(Entries taken from a collection)
* BEGIN *

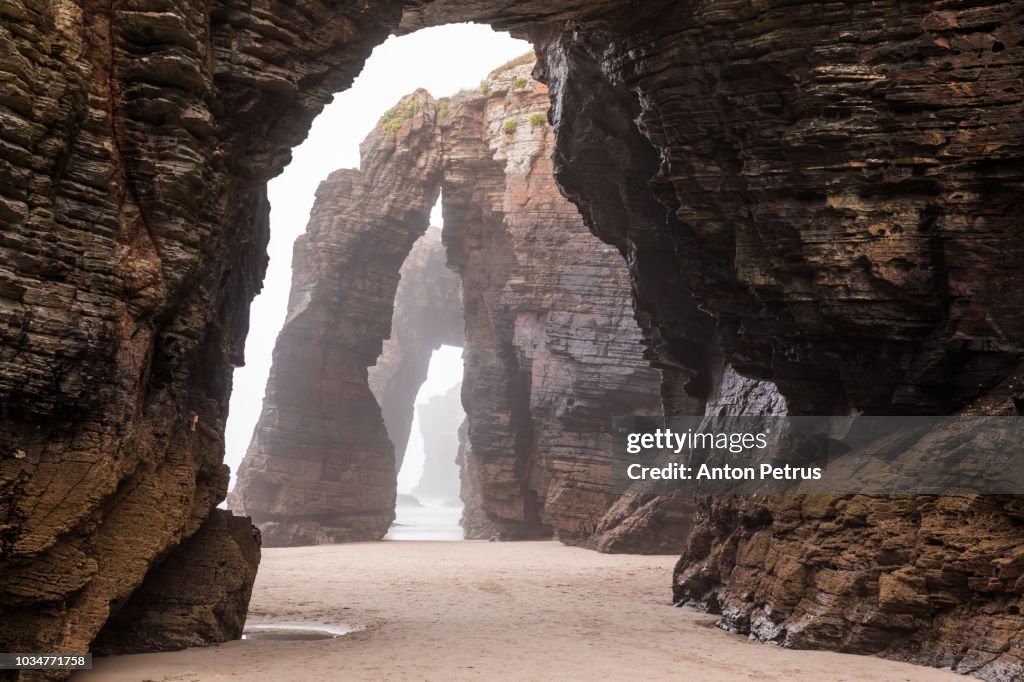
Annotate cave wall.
[231,55,663,550]
[370,228,463,471]
[413,382,466,504]
[532,2,1024,680]
[440,57,662,546]
[230,90,440,546]
[0,0,398,655]
[0,0,1024,667]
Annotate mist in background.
[224,24,530,481]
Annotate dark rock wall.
[0,0,1024,667]
[230,91,440,546]
[441,59,662,545]
[232,55,659,549]
[456,420,498,540]
[92,509,260,655]
[370,228,463,466]
[532,2,1024,680]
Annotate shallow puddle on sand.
[242,623,358,642]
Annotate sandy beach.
[72,542,964,682]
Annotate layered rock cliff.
[0,0,1024,680]
[232,56,663,550]
[535,2,1024,680]
[370,228,463,466]
[440,58,660,545]
[231,91,440,546]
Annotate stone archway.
[0,0,1024,677]
[232,55,667,551]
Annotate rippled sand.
[72,542,964,682]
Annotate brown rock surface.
[231,91,440,546]
[535,2,1024,680]
[370,228,463,466]
[92,509,260,655]
[456,420,498,540]
[0,0,1024,680]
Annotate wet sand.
[72,542,965,682]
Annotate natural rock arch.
[0,0,1024,678]
[232,55,663,551]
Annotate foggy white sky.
[224,24,530,483]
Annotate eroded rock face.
[413,383,466,500]
[370,228,463,466]
[231,91,440,546]
[534,2,1024,680]
[0,0,1024,679]
[0,0,399,659]
[92,509,260,655]
[440,58,662,545]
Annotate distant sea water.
[384,500,463,542]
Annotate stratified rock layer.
[413,383,466,501]
[440,57,662,545]
[92,509,260,655]
[0,0,1024,680]
[231,91,440,546]
[370,228,463,470]
[534,2,1024,680]
[232,55,663,550]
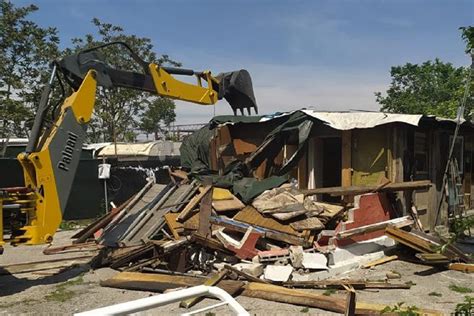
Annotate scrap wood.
[385,226,436,253]
[179,269,229,308]
[415,253,451,264]
[224,264,269,284]
[290,217,324,231]
[100,272,442,315]
[43,241,104,255]
[385,226,473,263]
[282,280,411,289]
[361,255,398,269]
[0,255,95,275]
[100,272,244,295]
[233,206,300,236]
[71,196,134,244]
[344,285,356,316]
[198,184,214,236]
[110,243,156,269]
[191,233,233,254]
[448,263,474,273]
[164,213,184,239]
[302,180,431,196]
[177,185,212,223]
[209,216,310,246]
[335,216,413,239]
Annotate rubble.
[65,176,471,312]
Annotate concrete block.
[290,246,304,268]
[258,249,290,263]
[302,252,328,270]
[264,265,293,282]
[328,236,395,265]
[233,263,263,278]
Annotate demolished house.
[42,110,474,313]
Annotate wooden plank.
[361,255,398,269]
[341,130,352,187]
[282,279,411,289]
[100,272,442,315]
[344,288,356,316]
[335,216,413,239]
[233,206,300,236]
[448,263,474,273]
[210,216,308,246]
[302,180,431,196]
[385,226,435,253]
[164,213,184,239]
[177,185,212,223]
[100,272,244,295]
[198,185,213,237]
[179,269,229,308]
[242,282,366,314]
[212,196,245,212]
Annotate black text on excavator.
[0,42,257,248]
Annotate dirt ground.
[0,231,474,316]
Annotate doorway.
[322,137,342,203]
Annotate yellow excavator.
[0,42,257,252]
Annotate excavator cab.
[0,42,257,248]
[57,42,258,115]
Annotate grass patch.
[45,275,84,302]
[380,302,420,316]
[0,299,39,308]
[454,296,474,315]
[323,289,337,296]
[449,284,472,294]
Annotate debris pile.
[49,171,472,312]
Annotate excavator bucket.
[216,69,258,115]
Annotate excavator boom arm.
[0,43,257,247]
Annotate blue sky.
[14,0,474,124]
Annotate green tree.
[459,26,474,53]
[140,97,176,140]
[375,26,474,119]
[375,59,472,118]
[0,0,59,138]
[69,18,180,142]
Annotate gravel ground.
[0,231,474,315]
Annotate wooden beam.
[362,255,398,269]
[302,180,431,196]
[198,180,213,237]
[179,269,229,308]
[335,216,413,239]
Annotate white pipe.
[75,285,250,316]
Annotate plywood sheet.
[234,206,299,235]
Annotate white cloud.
[176,63,388,124]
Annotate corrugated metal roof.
[302,110,423,130]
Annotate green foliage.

* END *

### What the exercise asks:
Starting at the line containing "Annotate corrugated metal roof." and ending at the last of the entries, write those lines out again, swapping "foliage" for "leaves" and leaving everything else the same.

### Answer for the task:
Annotate corrugated metal roof.
[302,110,423,130]
Annotate green leaves.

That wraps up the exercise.